### Supplied entries
--- START ---

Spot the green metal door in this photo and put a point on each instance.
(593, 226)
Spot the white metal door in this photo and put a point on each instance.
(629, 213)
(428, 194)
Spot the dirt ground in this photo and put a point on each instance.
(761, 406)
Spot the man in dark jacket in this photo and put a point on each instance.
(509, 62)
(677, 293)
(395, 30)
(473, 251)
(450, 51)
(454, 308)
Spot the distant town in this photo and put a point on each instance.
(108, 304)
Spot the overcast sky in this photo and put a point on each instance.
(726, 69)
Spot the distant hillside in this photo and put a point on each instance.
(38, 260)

--- END ---
--- START ---

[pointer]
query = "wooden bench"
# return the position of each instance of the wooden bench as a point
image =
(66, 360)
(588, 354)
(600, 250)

--- END ---
--- START ---

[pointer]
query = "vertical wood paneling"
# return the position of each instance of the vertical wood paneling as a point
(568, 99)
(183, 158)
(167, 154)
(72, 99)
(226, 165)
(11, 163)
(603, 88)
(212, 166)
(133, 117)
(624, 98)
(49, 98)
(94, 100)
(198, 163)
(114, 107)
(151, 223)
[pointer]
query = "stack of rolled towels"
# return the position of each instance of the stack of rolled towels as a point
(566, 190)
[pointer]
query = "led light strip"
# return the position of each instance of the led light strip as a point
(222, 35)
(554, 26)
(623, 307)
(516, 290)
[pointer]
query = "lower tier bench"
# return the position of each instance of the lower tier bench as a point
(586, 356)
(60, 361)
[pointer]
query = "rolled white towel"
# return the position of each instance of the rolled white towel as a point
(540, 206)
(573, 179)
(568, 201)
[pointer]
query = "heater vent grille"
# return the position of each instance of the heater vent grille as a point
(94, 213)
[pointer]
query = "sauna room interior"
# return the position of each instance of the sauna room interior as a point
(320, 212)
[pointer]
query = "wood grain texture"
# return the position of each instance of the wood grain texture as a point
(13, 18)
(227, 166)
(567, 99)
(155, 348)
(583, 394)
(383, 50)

--- END ---

### Prompt
Read through the entries, then copy every line where the string "query" is found.

### Response box
query = "wooden bench"
query = "vertical wood paneling"
query = "stack of rolled towels"
query = "led light strip"
query = "lower tier bench"
query = "rolled white towel"
query = "heater vent grille"
query = "sauna room interior"
query = "wood grain texture"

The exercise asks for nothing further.